Change "white sleeve stripe" to "white sleeve band" in the lines from the one with "trace white sleeve stripe, every instance" up to and including the one with "Outlines of the white", leaving everything else unchanged. Give back only those lines.

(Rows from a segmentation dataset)
(begin)

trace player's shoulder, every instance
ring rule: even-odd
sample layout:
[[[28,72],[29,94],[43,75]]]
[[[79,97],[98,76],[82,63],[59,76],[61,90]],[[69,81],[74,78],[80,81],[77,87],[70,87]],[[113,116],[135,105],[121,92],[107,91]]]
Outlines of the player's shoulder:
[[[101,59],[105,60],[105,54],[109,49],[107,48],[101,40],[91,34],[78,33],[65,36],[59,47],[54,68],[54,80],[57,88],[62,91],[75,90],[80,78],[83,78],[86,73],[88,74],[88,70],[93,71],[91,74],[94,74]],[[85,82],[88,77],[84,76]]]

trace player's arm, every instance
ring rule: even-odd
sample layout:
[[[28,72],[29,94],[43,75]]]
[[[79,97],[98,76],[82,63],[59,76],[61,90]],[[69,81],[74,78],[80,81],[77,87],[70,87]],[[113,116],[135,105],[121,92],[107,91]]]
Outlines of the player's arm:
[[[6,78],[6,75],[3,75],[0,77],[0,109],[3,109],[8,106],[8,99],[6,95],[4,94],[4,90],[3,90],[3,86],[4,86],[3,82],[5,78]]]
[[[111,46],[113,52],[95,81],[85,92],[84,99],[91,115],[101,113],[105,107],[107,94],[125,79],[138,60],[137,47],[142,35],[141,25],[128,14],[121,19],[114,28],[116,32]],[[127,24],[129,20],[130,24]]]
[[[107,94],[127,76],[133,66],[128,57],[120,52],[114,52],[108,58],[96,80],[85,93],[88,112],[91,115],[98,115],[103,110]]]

(end)
(begin)

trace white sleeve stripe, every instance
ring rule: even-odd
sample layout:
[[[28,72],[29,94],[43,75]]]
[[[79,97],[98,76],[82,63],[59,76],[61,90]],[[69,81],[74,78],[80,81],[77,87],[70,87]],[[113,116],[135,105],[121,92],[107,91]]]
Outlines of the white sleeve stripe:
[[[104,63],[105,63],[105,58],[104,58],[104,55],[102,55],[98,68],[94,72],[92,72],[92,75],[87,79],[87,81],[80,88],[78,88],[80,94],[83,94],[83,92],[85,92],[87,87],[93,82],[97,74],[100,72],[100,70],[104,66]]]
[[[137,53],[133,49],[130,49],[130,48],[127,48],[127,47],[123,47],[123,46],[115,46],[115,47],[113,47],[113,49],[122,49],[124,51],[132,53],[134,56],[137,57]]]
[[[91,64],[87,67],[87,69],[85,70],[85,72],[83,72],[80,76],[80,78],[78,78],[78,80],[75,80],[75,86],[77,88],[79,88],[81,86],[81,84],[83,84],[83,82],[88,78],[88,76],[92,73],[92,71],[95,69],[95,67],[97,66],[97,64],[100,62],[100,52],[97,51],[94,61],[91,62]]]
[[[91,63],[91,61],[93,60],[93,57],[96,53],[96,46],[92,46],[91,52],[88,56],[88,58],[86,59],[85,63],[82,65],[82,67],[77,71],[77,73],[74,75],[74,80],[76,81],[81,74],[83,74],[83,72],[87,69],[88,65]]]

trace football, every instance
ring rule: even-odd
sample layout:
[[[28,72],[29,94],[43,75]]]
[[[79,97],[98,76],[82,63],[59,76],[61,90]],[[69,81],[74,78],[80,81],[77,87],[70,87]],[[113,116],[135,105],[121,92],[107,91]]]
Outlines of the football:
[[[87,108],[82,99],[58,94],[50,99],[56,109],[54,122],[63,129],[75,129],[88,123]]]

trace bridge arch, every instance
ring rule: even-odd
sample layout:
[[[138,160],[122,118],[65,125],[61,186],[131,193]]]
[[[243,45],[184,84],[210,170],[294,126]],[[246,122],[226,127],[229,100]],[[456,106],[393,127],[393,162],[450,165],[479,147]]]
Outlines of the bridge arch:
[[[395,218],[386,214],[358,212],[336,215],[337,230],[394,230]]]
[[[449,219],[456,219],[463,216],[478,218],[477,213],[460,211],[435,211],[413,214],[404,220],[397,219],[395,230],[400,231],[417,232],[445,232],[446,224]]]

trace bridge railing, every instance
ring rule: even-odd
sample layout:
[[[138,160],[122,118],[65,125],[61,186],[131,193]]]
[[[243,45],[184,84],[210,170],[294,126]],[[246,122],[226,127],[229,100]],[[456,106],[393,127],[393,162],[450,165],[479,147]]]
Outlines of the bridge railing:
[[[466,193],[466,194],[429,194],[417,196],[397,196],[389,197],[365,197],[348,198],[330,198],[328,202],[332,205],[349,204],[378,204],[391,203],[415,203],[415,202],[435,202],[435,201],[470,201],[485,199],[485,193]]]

(end)

## Solution below
trace white sleeve band, every instance
ring rule: even-odd
sample layout:
[[[28,72],[29,94],[43,75]]]
[[[79,97],[98,76],[82,63],[59,76],[61,90]],[[69,81],[74,78],[80,81],[77,87],[70,87]],[[113,116],[135,105],[121,92],[107,91]]]
Outlines of the white sleeve band:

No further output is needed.